PROVIDED RECORDS
# # # # # # #

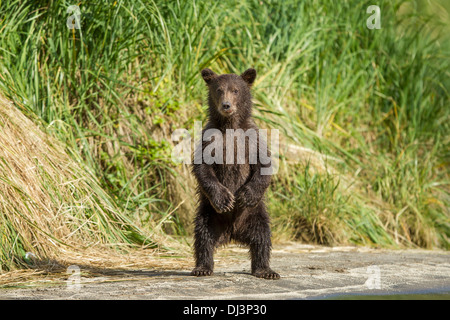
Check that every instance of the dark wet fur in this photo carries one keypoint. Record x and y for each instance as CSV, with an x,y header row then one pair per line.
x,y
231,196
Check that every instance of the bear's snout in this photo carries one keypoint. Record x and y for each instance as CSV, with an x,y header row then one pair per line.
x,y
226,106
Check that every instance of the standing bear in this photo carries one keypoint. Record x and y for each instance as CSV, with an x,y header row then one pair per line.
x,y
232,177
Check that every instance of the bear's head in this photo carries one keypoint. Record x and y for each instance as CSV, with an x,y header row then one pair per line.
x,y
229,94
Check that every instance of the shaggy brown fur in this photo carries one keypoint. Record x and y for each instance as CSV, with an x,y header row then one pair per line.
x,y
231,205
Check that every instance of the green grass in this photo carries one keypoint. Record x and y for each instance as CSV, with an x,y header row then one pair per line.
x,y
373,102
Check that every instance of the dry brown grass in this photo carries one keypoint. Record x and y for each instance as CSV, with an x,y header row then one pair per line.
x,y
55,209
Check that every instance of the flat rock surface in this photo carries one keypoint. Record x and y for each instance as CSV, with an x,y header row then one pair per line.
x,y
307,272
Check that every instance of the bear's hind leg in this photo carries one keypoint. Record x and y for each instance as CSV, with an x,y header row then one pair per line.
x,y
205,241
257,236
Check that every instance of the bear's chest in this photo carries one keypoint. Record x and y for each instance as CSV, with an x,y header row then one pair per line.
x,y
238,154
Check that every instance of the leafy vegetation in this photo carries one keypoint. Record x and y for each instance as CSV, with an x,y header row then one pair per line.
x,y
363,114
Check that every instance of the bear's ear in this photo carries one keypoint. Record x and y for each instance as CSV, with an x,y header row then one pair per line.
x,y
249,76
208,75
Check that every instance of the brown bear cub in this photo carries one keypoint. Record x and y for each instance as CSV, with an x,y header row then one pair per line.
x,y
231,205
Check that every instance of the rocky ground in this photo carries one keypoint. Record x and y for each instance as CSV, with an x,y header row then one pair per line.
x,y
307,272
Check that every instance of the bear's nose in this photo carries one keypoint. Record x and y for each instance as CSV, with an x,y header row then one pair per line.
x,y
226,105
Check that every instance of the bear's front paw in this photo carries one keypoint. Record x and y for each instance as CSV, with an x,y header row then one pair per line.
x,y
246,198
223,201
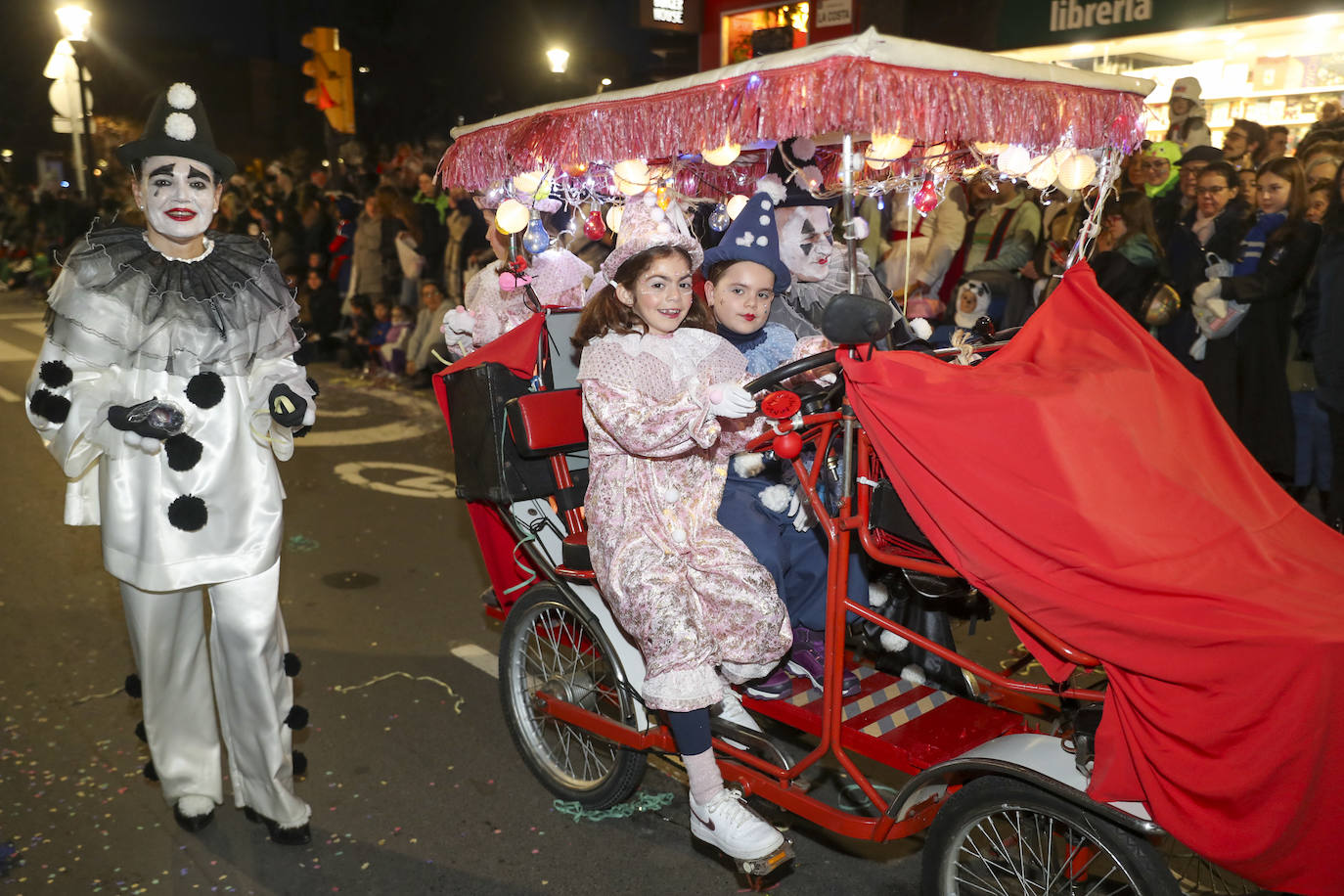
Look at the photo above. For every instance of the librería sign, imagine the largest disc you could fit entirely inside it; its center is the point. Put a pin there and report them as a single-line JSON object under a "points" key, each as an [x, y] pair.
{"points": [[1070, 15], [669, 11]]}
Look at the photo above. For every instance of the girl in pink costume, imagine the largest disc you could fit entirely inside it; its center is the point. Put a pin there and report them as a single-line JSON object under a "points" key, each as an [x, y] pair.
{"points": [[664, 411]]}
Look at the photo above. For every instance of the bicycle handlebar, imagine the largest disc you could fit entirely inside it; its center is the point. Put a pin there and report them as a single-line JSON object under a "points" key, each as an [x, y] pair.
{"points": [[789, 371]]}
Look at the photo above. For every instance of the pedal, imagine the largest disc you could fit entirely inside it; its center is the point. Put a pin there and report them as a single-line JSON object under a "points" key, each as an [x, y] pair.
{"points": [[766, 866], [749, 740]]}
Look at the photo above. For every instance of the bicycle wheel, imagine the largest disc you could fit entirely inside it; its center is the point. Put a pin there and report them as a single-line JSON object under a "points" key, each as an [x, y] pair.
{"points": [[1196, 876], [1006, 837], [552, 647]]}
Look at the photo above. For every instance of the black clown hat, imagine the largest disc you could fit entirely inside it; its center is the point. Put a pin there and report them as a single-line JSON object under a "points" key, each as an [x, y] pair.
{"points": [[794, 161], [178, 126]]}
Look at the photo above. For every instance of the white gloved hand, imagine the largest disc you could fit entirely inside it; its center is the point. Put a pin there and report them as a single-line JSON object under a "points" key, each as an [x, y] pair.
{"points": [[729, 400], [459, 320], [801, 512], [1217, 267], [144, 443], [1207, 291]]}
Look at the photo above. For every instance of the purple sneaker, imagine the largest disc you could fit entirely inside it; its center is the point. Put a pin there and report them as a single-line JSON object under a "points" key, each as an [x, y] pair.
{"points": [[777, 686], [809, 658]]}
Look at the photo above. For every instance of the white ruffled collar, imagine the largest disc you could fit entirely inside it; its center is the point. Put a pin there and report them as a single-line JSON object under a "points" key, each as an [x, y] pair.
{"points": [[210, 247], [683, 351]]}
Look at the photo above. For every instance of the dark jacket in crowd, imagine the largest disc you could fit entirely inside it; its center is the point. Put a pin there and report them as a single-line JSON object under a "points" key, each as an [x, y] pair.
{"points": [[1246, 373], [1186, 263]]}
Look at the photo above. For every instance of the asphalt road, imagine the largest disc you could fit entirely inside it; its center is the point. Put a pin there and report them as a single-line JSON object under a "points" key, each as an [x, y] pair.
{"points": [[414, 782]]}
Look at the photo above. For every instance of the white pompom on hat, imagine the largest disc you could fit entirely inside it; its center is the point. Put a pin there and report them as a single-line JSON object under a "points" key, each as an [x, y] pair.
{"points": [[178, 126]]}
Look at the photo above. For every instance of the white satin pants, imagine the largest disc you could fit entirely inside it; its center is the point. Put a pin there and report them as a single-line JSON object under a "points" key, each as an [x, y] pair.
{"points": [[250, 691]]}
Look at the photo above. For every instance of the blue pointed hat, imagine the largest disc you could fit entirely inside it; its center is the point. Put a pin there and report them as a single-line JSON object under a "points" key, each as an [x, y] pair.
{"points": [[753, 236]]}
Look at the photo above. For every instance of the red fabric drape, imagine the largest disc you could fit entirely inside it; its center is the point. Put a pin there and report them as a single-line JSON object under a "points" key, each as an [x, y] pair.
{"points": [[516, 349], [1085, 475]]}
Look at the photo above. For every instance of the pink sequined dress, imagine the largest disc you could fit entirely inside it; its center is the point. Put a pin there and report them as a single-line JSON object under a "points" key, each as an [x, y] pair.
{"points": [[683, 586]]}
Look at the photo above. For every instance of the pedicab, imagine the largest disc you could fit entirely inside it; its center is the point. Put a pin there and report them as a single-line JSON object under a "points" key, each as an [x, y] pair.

# # # # # # #

DIRECTIONS FOR THIS TASK
Give back each entry exactly as it appears. Leave pictures out.

REPLY
Check that every instance of the dark wet fur in this photo carries one keypoint. Record x and y for each instance as CSV, with an x,y header row then one pair per line.
x,y
231,196
Check that every instance of the bear's snout in this photo carries one keypoint. Record x and y for each instance as CSV, with an x,y header row then one pair per line.
x,y
226,106
Check that every instance of the standing bear in this photo carries one keypoint. Record x and y for each instance as CSV, with an x,y header row then one pair per line.
x,y
232,177
Check that every instance of the bear's head in this photo carries one keypoint. Record x and y for each instance as CSV, with an x,y header row then one pair per line.
x,y
229,94
Check that every instance of the shaggy brown fur in this photo carries one keypoint. Record x and y for each instance as CSV, with an x,y header row then one pair per line.
x,y
231,205
Check that every instance of the green grass in this photo carries one keypoint. Record x and y for each instance as CSV, with an x,y header row then one pair per line.
x,y
373,102
Check that every instance of the dry brown grass in this photo carries one keypoint. Record x and y for each instance as CSV, with an x,y header row then one pair per line.
x,y
55,209
Check that every instance of the flat rock surface in this photo carries one keypoint. Record x and y for each instance as CSV, with an x,y header row then one pair per line.
x,y
307,272
Check that every instance of the bear's hind leg in this photo carries one keypoint. Record x and y for each instance as CSV, with an x,y header row then one pair per line.
x,y
205,241
257,236
Check that every instance of the bear's chest in this photo carries one keypoint. Record x and y for each instance as CSV, with an x,y header row then one pair per line.
x,y
238,154
Check that every instance of the leafy vegetation in this photo carries one keypoint. Record x and y for each instance as CSV, with an x,y header row then one pair per line.
x,y
363,114
Check that every instance of the bear's ear in this photo carries one keypoint. Record x and y for each instance as CSV, with an x,y header row then one pair per line.
x,y
249,76
208,75
Check that every instance of the brown bear cub in this photo carries one keypoint. Record x and y for each instance as CSV, with an x,y header row then one pair per line.
x,y
231,205
Check that every instance of the rocky ground in this photo carries one keypoint. Record x and y for each instance as CSV, with an x,y header row then one pair per line.
x,y
307,272
Check that every instance of the bear's nose in this photo carries one keypoint. Record x and y for each instance as CSV, with an x,y header row then one pair per line.
x,y
226,105
Check that every instance of the bear's front paw in this photo carries one keypoint. Record x and y for each instance as CSV, with an x,y header row then one pair per line.
x,y
246,198
223,201
Look at the photo above. For every instance of the librería sign, imagine the largest disc you could fit entirely inside it; its center is the point. Put a pin there and report them as a single-line JSON object under a "points" key, each as an [x, y] pair.
{"points": [[1070, 15], [669, 11]]}
Look at the photo above. For every instance of the girl in pink costume, imagine the largest disc you could fit entirely inside it; its center is the point. Put a pin there and report them as a single-line JSON object under a "points" key, each as an [x, y] pair.
{"points": [[664, 411]]}
Look at the photo above. For every instance of the bicycle handlebar, imagine the largest disc you could fit entirely inside it; its center is the point. Put a pin there and report them as a single-line JSON object under a "points" key, each as an [x, y] pair.
{"points": [[789, 371]]}
Look at the photo above. For every instance of the pedal, imagine the largest disc you could fit entirely inside it; its center is the point. Put a pin there and report them as a single-line JSON object under a "points" key, each as an [x, y] pair.
{"points": [[766, 866], [749, 740]]}
Look at the photo above. For every instance of the bicycle wheel, imagine the largest disc you could fit entirely inside it; its center is the point. Put a pin there and report them as a single-line JSON object under a "points" key, each as an [x, y] pair.
{"points": [[1196, 876], [1006, 837], [552, 647]]}
Look at the photo above. For every instance of the black clown hat, imagine the largest disc you could fit entirely inside it; its center is the point. Put a pin there and report them as a single-line JSON object under a "points" key, each as an [x, y] pair.
{"points": [[794, 161], [178, 126]]}
Look at the photo above. For every instance of the white gloved hand, imagine the largest disc you could fit entirely inside it; its center is the point. Put a pin there and report them as a single-line JSON object under a "points" key, each as an [x, y] pair.
{"points": [[729, 400], [459, 320], [801, 512], [1217, 267], [144, 443], [1207, 291]]}
Look at the photo above. For every instance of the purple sneaker, imagine the largest disc you could fit entirely inside it; its center is the point. Put a pin there and report them as a single-line JSON object under a "points" key, each as an [x, y] pair.
{"points": [[777, 686], [809, 658]]}
Look at the photo above. For every instance of the white ruffled collar, imagine the largest disc you could fit entirely inside it; its center is the point. Put a pin there and report them as a single-line JSON object under a "points" key, each as an [x, y] pair.
{"points": [[210, 247], [683, 351]]}
Look at the photo above. For every instance of the dark jacket in crowd, imagine the largest disc you could fit entirely inside it; its center is the point. Put a pin there and report them as a single-line JSON object under a "points" key, each as an [x, y] pair.
{"points": [[1246, 373], [1186, 263]]}
Look at the photo above. For every instance of the asphalt road, imagine the largest disc you could fit entirely inside it; its center is the point. Put a pin there and report them as a single-line JSON object under a "points" key, each as an [x, y] pair.
{"points": [[414, 782]]}
Look at the photo above. For every instance of the white pompom on hat, imagine the largest disc you could fit entirely inside it; its center is the point. Put a pin there and report them as a single-line JSON object under a "points" key, each as an [x, y] pair.
{"points": [[178, 126]]}
Look at the photo above. For every instance of the white satin pants, imagine the largest disc you could fit entirely inside it; its center is the point. Put a pin there and report them as a single-line JSON object under a "points" key, each as an [x, y] pair.
{"points": [[250, 691]]}
Look at the photo above. For every instance of the blue pointed hat, imagine the largest disc you could fit entirely inside it; its center is the point. Put a pin there and report them as a single-line JSON object under a "points" key, each as an [x, y] pair.
{"points": [[753, 236]]}
Look at the photo above. For every instance of the red fabric drape, imagine the largest disc you could fit entirely inside it; its center is the point. Put a pin there and report them as a single-line JSON object under a "points" key, each as an [x, y] pair.
{"points": [[516, 349], [1085, 475]]}
Look at the photo above. For every instance of the pink sequined dress, imagine the largest disc you could fit entirely inside it; its center is the point. Put a pin there and report them as a single-line JSON object under a "points" key, each as an [x, y] pair.
{"points": [[683, 586]]}
Look at the photo above. For every instance of the pedicab, imagine the largest disc you could fit entirely inside it; its center is the point. Put a pin there and report them as a single-line JSON object under a "points" key, each as an [x, y] pair.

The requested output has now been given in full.